- [EXERCISE INSTRUCTIONS]: Below, in the material, copy out word for word the lines running from the one holding "of the bare" through the end of the material, both ends included.

******************************

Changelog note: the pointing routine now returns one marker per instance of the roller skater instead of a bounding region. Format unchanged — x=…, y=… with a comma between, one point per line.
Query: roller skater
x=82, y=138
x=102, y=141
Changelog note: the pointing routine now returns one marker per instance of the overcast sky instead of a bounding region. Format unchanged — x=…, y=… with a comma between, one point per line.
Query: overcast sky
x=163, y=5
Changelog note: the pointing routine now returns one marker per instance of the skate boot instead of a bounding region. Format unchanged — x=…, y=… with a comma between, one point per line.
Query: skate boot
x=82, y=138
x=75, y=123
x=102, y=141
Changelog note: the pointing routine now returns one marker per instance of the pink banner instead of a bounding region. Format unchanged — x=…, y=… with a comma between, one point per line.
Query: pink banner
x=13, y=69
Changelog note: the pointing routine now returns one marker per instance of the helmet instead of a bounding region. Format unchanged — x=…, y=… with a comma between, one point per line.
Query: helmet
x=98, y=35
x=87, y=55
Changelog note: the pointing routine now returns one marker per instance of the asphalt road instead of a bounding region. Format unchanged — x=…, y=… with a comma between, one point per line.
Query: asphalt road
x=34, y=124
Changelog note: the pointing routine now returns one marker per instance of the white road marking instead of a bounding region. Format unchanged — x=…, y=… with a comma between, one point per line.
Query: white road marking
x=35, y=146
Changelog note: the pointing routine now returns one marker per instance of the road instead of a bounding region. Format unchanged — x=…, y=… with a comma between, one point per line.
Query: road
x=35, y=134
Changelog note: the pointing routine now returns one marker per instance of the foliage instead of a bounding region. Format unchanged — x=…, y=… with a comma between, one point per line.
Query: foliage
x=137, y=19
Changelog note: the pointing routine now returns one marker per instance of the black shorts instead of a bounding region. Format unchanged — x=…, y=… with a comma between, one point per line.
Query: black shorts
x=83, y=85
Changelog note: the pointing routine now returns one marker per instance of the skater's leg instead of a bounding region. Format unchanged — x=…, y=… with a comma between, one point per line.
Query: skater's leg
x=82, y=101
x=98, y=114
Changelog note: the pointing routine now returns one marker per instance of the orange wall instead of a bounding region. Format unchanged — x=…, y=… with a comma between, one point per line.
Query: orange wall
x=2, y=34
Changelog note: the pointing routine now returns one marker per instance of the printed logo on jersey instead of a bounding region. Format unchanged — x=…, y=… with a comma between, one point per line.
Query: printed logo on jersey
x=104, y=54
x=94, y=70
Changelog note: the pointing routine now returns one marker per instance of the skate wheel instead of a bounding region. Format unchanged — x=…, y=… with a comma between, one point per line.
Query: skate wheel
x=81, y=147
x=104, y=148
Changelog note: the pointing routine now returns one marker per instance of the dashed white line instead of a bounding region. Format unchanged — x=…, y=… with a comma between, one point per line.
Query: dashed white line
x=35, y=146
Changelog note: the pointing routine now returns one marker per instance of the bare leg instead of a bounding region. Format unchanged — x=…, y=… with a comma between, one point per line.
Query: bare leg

******************************

- [WRITTEN REPLY]:
Changelog note: the pointing routine now returns one marker per instance of the bare leg instead of a bounding region. Format unchanged — x=…, y=… with a comma between, one point per line.
Query: bare leg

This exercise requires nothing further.